Aim of the task: From the line with "Each <instance> presents" to the final line of the records, every line is to be duplicated exactly, both of those lines included.
*** Opening of Data section ***
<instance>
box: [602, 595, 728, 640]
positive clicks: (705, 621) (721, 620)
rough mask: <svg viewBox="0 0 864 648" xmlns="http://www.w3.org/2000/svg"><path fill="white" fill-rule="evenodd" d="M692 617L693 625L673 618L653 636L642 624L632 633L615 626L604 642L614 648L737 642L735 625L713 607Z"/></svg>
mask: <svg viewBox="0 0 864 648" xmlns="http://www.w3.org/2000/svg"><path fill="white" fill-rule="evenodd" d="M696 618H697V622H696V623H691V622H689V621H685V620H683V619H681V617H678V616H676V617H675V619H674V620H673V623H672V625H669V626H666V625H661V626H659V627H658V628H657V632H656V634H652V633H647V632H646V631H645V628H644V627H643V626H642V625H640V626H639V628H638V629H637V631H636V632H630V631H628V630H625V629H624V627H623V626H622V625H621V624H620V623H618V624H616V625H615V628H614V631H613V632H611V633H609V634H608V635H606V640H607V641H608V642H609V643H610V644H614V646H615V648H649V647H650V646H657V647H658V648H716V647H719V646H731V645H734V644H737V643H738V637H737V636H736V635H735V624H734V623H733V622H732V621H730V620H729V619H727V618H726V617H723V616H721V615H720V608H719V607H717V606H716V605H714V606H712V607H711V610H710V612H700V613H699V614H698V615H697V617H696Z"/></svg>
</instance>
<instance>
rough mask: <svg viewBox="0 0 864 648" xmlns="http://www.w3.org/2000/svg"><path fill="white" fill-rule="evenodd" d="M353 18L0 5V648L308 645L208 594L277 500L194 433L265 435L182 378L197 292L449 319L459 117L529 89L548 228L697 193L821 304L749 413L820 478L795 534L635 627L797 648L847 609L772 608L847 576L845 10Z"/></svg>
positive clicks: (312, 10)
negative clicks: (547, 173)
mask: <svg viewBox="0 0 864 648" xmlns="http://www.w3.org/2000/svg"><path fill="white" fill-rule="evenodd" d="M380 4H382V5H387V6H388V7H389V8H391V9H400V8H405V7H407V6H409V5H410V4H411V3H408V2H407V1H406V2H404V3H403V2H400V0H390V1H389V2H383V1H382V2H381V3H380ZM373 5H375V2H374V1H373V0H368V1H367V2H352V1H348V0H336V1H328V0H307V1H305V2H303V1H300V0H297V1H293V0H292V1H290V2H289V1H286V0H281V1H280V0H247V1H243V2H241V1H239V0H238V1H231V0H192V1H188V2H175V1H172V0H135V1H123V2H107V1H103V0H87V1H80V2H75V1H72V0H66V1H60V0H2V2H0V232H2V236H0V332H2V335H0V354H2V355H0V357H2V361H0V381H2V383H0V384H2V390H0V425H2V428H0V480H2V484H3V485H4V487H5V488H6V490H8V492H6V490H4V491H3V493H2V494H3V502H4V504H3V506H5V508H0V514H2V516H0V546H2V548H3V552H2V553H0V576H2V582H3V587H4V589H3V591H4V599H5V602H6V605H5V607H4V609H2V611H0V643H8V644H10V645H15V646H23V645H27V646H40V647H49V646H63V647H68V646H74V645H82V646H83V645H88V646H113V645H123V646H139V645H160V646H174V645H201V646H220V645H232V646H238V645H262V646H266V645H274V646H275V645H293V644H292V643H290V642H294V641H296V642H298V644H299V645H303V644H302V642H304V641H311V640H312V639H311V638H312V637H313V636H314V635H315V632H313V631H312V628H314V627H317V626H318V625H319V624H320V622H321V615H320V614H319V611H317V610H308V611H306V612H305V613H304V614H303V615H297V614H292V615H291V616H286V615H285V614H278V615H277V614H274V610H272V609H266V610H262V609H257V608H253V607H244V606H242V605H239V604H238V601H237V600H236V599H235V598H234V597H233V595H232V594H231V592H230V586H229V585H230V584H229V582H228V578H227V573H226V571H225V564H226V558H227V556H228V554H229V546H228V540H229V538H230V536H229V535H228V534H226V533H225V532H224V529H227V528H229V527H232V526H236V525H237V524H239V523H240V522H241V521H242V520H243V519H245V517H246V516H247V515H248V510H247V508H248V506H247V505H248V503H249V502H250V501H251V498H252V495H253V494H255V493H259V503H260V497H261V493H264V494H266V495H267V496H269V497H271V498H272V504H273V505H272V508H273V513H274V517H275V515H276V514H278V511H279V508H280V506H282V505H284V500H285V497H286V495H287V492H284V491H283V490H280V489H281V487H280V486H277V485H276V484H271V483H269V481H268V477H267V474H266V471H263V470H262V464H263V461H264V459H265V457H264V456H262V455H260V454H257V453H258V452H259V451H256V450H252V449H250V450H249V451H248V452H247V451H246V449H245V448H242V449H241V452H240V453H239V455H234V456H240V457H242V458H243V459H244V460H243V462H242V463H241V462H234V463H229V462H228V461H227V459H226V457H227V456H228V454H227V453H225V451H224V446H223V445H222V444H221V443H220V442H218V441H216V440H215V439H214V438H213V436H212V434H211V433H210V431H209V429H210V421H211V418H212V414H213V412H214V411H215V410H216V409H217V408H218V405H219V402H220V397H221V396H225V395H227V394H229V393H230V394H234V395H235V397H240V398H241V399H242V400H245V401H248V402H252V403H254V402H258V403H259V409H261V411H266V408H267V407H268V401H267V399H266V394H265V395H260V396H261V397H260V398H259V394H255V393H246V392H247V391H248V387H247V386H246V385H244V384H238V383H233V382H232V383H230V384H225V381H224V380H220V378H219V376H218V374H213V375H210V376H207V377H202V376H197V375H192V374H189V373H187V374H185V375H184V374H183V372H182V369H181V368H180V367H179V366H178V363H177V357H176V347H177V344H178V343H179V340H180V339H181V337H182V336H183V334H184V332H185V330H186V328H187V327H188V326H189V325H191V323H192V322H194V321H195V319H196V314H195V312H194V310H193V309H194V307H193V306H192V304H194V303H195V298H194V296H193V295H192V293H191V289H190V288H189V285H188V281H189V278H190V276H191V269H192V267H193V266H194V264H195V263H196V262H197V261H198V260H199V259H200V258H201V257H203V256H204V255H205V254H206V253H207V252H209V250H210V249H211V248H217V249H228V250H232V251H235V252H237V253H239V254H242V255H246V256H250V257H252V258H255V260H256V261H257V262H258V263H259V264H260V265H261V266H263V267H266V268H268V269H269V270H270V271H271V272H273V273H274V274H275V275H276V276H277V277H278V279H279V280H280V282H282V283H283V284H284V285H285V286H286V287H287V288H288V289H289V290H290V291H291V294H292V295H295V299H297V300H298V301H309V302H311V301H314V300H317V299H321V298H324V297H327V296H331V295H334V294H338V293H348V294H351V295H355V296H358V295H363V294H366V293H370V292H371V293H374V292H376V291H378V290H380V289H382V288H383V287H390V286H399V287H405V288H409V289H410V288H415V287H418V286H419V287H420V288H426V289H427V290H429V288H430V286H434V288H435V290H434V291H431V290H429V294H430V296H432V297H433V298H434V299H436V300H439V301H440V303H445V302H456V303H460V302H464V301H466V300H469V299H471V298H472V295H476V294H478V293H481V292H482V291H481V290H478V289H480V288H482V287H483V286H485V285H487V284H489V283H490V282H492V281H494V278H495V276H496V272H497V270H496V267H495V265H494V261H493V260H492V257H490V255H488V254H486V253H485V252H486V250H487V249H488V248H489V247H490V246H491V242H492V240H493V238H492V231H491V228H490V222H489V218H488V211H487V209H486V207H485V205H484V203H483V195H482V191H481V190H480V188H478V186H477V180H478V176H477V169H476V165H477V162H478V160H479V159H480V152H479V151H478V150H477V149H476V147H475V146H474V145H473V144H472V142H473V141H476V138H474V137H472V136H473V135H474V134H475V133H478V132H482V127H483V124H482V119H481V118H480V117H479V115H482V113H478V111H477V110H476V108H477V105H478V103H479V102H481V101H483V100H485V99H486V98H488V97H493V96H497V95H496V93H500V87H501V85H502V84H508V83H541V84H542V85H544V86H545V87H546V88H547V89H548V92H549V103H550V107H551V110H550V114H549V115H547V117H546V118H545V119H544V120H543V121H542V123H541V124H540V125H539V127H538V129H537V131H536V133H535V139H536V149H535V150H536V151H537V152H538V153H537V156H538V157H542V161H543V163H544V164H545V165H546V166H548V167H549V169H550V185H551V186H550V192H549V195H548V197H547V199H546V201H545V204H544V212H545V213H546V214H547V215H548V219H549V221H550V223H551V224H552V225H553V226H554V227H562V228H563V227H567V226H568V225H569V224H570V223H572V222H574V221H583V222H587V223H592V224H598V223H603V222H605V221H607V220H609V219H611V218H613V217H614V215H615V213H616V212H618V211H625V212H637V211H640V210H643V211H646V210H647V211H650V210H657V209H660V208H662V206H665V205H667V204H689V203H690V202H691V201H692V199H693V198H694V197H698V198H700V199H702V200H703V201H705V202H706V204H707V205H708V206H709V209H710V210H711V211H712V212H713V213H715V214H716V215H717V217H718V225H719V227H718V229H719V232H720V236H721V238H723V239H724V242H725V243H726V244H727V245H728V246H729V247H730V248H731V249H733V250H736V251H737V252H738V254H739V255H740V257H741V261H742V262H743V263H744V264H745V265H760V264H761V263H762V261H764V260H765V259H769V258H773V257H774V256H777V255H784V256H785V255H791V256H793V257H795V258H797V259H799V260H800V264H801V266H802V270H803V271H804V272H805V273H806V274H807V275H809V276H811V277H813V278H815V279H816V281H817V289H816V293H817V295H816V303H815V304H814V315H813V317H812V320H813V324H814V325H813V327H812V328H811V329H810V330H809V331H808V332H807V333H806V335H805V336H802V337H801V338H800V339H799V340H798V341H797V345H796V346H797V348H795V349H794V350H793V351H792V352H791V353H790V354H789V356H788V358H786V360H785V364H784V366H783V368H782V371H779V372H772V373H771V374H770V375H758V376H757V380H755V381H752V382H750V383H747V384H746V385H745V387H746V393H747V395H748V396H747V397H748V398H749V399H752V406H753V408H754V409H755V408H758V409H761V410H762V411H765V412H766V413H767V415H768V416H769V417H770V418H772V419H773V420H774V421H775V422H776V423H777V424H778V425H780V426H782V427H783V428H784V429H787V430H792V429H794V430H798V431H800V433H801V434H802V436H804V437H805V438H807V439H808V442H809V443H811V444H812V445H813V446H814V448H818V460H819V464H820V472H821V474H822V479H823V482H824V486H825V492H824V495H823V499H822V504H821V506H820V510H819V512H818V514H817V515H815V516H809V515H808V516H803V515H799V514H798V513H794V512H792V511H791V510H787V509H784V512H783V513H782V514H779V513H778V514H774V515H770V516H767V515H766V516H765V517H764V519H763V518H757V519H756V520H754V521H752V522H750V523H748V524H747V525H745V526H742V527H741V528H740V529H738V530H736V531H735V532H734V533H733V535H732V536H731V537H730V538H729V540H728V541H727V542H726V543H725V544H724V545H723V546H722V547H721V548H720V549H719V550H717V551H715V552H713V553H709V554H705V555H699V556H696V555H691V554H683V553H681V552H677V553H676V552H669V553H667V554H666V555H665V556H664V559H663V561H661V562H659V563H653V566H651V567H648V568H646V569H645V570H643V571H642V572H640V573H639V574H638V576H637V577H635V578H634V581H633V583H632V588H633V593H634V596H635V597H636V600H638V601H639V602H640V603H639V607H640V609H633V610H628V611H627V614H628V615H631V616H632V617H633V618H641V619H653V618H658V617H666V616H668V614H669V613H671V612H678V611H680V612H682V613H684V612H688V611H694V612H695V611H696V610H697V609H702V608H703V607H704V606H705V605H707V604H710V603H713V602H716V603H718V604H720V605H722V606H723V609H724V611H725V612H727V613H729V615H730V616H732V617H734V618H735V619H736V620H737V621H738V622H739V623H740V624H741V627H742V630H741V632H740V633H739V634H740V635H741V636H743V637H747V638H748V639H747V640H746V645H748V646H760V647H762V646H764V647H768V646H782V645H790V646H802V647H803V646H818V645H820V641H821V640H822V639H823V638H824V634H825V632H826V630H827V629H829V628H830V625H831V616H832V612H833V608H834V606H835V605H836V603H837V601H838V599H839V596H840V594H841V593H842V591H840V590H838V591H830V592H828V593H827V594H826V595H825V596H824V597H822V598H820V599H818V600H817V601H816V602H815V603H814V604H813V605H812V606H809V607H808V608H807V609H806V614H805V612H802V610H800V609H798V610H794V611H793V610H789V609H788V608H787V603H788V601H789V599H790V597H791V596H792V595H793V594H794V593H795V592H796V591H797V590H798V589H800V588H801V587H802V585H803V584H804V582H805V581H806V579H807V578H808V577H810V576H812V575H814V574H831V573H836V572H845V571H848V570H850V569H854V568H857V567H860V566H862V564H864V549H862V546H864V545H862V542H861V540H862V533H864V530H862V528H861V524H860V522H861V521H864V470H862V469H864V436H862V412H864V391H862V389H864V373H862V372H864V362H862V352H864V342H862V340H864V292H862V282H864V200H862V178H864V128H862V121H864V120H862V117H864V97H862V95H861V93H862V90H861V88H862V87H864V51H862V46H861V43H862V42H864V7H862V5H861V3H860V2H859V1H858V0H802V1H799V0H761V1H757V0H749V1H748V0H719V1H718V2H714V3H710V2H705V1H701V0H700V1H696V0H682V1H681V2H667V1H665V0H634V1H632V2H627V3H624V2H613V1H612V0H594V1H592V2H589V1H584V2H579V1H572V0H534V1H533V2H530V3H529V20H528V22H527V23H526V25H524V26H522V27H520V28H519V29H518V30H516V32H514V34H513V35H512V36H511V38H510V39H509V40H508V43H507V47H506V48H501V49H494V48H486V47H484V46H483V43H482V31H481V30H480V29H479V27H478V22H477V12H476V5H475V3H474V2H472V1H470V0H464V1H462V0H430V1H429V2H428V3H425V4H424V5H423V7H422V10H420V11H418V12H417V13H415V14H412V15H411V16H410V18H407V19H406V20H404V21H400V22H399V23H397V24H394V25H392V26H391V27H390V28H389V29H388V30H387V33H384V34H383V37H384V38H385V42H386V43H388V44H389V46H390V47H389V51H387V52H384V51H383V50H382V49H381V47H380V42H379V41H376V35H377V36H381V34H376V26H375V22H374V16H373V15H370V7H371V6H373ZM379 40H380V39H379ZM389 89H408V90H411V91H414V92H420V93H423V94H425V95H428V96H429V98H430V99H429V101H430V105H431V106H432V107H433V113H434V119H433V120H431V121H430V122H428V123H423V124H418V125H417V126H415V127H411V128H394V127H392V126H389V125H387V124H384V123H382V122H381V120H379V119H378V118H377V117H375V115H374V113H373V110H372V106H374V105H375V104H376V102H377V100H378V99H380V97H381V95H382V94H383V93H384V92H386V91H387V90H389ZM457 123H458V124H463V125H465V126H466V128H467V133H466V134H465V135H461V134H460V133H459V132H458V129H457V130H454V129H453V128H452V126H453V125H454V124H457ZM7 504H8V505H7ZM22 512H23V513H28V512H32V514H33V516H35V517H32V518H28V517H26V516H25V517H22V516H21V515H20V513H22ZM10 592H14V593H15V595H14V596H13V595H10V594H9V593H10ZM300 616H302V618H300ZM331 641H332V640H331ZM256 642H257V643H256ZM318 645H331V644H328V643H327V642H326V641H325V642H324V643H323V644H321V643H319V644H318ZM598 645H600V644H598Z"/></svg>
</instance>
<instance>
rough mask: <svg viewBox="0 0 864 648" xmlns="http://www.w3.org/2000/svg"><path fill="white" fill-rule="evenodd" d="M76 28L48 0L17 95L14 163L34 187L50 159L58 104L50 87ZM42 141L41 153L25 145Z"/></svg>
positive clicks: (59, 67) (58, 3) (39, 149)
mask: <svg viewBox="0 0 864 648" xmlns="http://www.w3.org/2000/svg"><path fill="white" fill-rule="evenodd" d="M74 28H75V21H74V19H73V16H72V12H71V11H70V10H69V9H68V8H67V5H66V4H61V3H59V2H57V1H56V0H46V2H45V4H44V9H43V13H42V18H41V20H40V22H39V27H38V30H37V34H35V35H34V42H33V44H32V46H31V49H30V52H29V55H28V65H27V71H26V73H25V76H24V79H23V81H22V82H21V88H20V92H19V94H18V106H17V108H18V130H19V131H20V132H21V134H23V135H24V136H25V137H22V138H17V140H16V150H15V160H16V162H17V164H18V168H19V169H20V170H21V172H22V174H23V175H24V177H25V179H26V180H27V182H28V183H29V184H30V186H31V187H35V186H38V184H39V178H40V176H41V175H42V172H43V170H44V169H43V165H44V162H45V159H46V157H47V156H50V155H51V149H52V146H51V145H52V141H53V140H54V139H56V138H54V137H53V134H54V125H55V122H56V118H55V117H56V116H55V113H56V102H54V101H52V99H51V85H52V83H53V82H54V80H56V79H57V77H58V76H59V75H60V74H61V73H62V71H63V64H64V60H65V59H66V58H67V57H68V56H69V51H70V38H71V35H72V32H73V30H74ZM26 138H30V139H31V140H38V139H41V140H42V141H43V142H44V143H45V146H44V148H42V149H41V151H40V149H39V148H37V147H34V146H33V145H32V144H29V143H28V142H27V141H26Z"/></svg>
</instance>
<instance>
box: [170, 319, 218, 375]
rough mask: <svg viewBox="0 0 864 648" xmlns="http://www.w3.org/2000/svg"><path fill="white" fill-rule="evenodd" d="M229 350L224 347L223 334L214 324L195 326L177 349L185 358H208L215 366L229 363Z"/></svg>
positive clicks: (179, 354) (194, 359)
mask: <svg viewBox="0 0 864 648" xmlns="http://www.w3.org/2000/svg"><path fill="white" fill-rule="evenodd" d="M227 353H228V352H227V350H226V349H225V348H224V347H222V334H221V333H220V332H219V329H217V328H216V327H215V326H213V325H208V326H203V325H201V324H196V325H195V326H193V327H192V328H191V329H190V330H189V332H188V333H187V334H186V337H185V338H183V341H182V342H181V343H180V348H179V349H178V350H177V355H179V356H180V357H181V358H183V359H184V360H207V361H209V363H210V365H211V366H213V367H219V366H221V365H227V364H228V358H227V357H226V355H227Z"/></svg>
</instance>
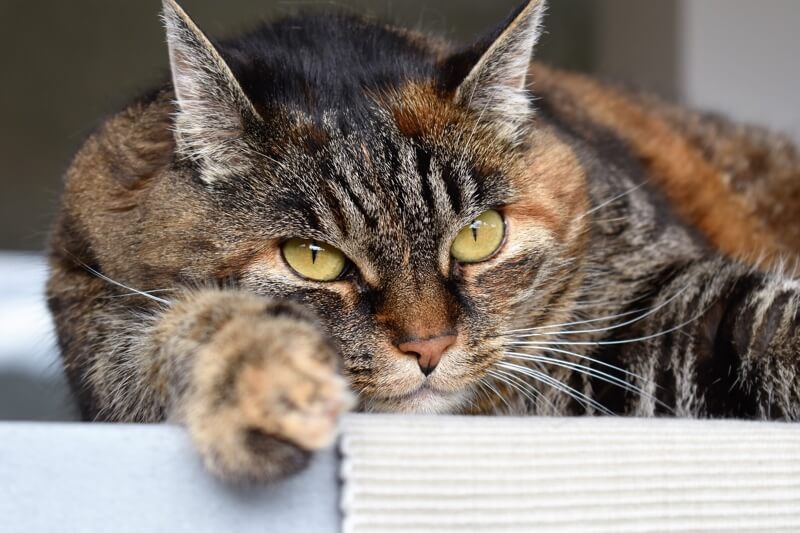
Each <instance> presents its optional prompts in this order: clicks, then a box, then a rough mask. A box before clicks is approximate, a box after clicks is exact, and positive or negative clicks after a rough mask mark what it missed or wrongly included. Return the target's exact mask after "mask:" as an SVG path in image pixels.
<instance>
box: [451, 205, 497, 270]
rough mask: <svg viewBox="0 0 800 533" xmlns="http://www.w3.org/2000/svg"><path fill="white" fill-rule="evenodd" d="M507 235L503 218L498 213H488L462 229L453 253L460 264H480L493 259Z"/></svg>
*** Close of Data section ***
Result:
Each <instance> presents its optional prompts in this order: clicks, then a box, then a rough mask. A box before clicks is approximate, a box after clicks is exact, and positive or negative clicks after a rough mask mark what it missed or wrongly included. Return the target's exact mask after "mask:" as an SVG path in image pixels.
<instance>
box: [451, 205, 497, 270]
rough mask: <svg viewBox="0 0 800 533" xmlns="http://www.w3.org/2000/svg"><path fill="white" fill-rule="evenodd" d="M507 235L503 218L498 213H488L462 229L453 253L460 264H480L493 259Z"/></svg>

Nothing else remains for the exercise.